Rename "segment" to "mask" wherever it appears in the items below, and give the lines again with nothing else changed.

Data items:

>>>

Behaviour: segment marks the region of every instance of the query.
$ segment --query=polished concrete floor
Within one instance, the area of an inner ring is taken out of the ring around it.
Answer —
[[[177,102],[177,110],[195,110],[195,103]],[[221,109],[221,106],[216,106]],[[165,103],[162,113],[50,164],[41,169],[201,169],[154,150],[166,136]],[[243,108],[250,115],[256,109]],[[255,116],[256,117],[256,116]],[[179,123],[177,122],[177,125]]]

<<<

ANSWER BELOW ->
Behaviour: mask marks the region of every instance of the query.
$ mask --query=polished concrete floor
Within one instance, the area of an inner ring is taken out of the ring around it.
Answer —
[[[177,102],[177,110],[195,110],[195,103]],[[221,109],[221,106],[216,106]],[[165,103],[162,113],[50,164],[41,169],[201,169],[154,150],[166,136]],[[243,108],[250,115],[256,109]],[[255,116],[256,117],[256,116]],[[179,123],[177,122],[177,125]]]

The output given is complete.